■ Requirement
Each line that follows should be printed again exactly as it stands.

■ Input rows
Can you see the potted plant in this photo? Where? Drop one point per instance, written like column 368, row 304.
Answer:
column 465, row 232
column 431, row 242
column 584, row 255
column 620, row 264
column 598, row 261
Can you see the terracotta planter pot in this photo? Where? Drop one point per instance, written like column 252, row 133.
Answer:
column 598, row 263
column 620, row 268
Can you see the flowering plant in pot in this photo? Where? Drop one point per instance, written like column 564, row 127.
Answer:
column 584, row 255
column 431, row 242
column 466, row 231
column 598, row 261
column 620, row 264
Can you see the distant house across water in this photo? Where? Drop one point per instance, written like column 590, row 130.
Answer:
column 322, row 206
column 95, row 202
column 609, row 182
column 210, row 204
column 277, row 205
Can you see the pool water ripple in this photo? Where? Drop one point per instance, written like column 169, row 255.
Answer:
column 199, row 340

■ Solution to this task
Can you see the potted plant in this photo? Where? Drop one point per instance, written like column 368, row 304.
Answer:
column 465, row 232
column 431, row 242
column 584, row 255
column 620, row 264
column 598, row 261
Can you see the terracotta planter pot in this photo? Where? Drop one point per instance, written like column 252, row 133.
Answer:
column 598, row 263
column 620, row 268
Can you see the flowering plant in pot in this photo? Where? Drop one point per instance, written like column 564, row 127.
Answer:
column 584, row 255
column 431, row 242
column 466, row 231
column 598, row 261
column 620, row 264
Can you see the distant house across water in this photo? Where? Drop one point per instance, written like column 590, row 130.
Answer:
column 322, row 206
column 95, row 202
column 609, row 182
column 210, row 204
column 277, row 205
Can you see the pool water ripple in this photo? Where? Drop one point per instance, written like column 169, row 255.
Answer:
column 199, row 340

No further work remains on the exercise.